-------- Text extract
William Stearman

Personal information
- Born: 1813 Aldborough, Norfolk
- Died: 11 April 1846 (aged 32–33) Thurgarton, Norfolk
- Batting: Right-handed
- Role: Batsman

Domestic team information
- 1836–1840: Kent XI
- 1842–1845: Norfolk XI
- FC debut: 12 September 1836 Kent XI v Sussex XI
- Last FC: 6 July 1840 Kent XI v England XI

Career statistics
| Competition | First-class |
| Matches | 15 |
| Runs scored | 244 |
| Batting average | 9.76 |
| 100s/50s | 0/0 |
| Top score | 26* |
| Catches/stumpings | 15/– |
- Source: CricInfo, 14 April 2024

= William Stearman =

English cricketer

William Stearman (1813 – 11 April 1846) was an English cricketer who played during the 1830s and 1840s. He made 15 top-class appearances, mainly for Kent, immediately before the formation of Kent County Cricket Club.

Stearman was born at Aldborough in Norfolk in 1813, the son of John and Sarah Stearman (née Muniment). Professionally he worked as a cooper and is believed to have been recruited to play for Kent by Fuller Pilch, a Norfolk player who had been persuaded to move to Town Malling in 1836.
----------------
-------- Provided material
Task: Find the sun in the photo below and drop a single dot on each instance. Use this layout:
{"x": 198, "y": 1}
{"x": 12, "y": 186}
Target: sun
----------------
# What the task asks
Write out everything in the William Stearman text from "William Stearman (1813" down to "County Cricket Club.", word for word. Work from the text on William Stearman only.

# Full solution
William Stearman (1813 – 11 April 1846) was an English cricketer who played during the 1830s and 1840s. He made 15 top-class appearances, mainly for Kent, immediately before the formation of Kent County Cricket Club.